**GIVEN TEXT**
::::::

The recent arrest of Punjab Police DIG Harcharan Singh Bhullar by the Central Bureau of Investigation (CBI) has once again thrown a harsh spotlight on the deep-rooted rot of financial corruption within India’s bureaucratic and political systems. But this incident—where a senior police officer was caught red-handed accepting a bribe of ₹5 lakh, with subsequent recovery of ₹5 crore in cash and 1.5 kg of jewellery—is not just about one man’s fall from grace. It is symptomatic of a broader malaise that has taken root under the garb of a distorted brand of Indian secularism that has long shielded incompetence, patronage, corruption and unethical practices in the name of maintaining “communal harmony.”
According to reports, Bhullar was arrested in Mohali following a complaint by a scrap dealer from Fatehgarh Sahib. The DIG had allegedly been trying to extort money from the dealer. Following the arrest, CBI raids at Bhullar’s residence and office led to startling recoveries that suggest this was not a one-off incident, but part of a much larger pattern of corruption.

::::::

**TASK ITEM A**
Rewrite the paragraph of the article on the DIG's arrest that begins "According to reports" in fewer words, keeping its main facts.
**TASK ITEM B**
Copy the part of the article on the DIG's arrest starting at "According to reports, Bhullar" and ending at "pattern of corruption.".
**TASK ITEM C**
Pick up the article on the DIG's arrest after its last sentence and continue it.
The entries come from a different source than the article on the DIG's arrest.

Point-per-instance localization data
::::::

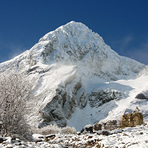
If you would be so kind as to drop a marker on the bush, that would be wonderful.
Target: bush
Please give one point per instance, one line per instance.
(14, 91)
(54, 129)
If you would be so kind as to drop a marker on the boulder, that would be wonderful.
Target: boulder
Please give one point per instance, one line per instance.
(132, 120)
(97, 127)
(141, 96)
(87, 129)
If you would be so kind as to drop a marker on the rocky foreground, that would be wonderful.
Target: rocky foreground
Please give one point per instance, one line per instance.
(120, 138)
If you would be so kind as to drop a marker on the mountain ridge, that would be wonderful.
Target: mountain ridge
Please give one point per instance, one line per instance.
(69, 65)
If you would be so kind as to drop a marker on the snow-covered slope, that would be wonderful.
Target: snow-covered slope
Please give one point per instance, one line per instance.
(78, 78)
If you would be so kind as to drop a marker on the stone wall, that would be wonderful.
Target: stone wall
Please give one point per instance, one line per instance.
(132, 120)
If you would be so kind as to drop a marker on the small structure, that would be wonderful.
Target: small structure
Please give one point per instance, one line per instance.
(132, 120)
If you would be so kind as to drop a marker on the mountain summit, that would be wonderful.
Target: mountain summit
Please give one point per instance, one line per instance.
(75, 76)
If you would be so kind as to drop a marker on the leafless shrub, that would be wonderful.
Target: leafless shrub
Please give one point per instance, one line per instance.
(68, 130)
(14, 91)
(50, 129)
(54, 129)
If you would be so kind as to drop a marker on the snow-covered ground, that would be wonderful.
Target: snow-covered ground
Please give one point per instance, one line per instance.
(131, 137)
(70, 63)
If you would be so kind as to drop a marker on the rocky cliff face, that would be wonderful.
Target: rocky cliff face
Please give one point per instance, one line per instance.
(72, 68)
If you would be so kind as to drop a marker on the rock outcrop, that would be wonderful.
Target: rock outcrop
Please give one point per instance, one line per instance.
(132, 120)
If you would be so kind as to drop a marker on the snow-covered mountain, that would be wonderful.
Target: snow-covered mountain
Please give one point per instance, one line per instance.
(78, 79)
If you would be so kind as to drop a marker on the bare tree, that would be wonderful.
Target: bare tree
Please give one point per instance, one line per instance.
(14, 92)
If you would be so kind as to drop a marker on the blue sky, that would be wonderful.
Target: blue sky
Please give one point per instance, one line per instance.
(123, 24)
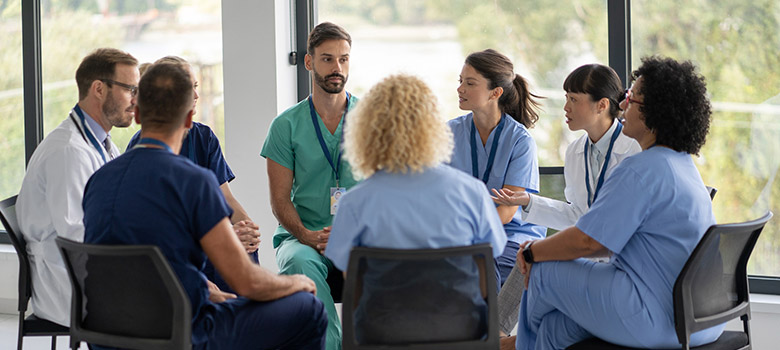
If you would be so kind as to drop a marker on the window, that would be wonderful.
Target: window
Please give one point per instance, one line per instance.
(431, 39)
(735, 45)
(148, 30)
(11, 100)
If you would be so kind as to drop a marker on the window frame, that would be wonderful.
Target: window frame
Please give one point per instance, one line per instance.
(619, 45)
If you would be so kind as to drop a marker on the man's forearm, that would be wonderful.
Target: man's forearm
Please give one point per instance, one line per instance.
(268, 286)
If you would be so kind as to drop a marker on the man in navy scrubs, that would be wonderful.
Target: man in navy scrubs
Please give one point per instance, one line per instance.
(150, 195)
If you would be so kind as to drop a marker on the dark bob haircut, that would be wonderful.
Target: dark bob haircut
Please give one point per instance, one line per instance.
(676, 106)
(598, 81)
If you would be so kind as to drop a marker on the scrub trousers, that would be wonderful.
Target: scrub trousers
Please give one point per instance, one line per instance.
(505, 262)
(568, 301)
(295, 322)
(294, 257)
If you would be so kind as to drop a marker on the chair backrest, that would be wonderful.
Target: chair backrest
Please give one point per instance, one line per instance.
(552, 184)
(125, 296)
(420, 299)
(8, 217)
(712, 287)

::::::

**RESPONSE AREA A**
Reports say Bhullar was arrested in Mohali after a scrap dealer from Fatehgarh Sahib complained that the DIG had allegedly tried to extort money from him. CBI raids on his home and office then turned up startling recoveries, suggesting a larger pattern of corruption rather than a one-off incident.

**RESPONSE AREA B**
According to reports, Bhullar was arrested in Mohali following a complaint by a scrap dealer from Fatehgarh Sahib. The DIG had allegedly been trying to extort money from the dealer. Following the arrest, CBI raids at Bhullar’s residence and office led to startling recoveries that suggest this was not a one-off incident, but part of a much larger pattern of corruption.

**RESPONSE AREA C**
This arrest, while shocking, is not surprising. For decades, India’s institutional machinery—especially in certain states—has been corroded by a toxic blend of identity politics and a selective interpretation of secularism. Rather than being a principle of equal treatment for all religions, Indian secularism has been manipulated by political actors to enable appeasement and protectionism and being blind to the legacy of endless corruption. In the name of “secular values,” inconvenient questions are often suppressed, accountability is sidelined, and communal optics are prioritized over integrity.
This perverse version of secularism has allowed systemic corruption to flourish unchecked. It creates an ecosystem where competence is secondary to political allegiance, and where wrongdoing is often brushed aside if confronting it threatens to “upset communal balance.” It is no coincidence that officers like Bhullar can allegedly amass such enormous wealth while being part of the state machinery for years without drawing scrutiny.
In states like Punjab, where politics has long been intertwined with caste, religion, and community identities, officers are often selected, shielded, or promoted not for merit but for how well they fit into the political arithmetic of the ruling regime. When identity becomes more important than accountability, institutions rot from the inside out.
Moreover, the silence from sections of the political class and intelligentsia following such arrests is deafening. Had this been a case involving a communal clash or a controversial religious comment, outrage would have poured in from every corner. But when a senior officer is caught red-handed with obscene wealth, those same voices are conspicuously absent. Why? Because financial corruption doesn’t fit the preferred narrative of victimhood and communal disharmony that many so-called secularists champion.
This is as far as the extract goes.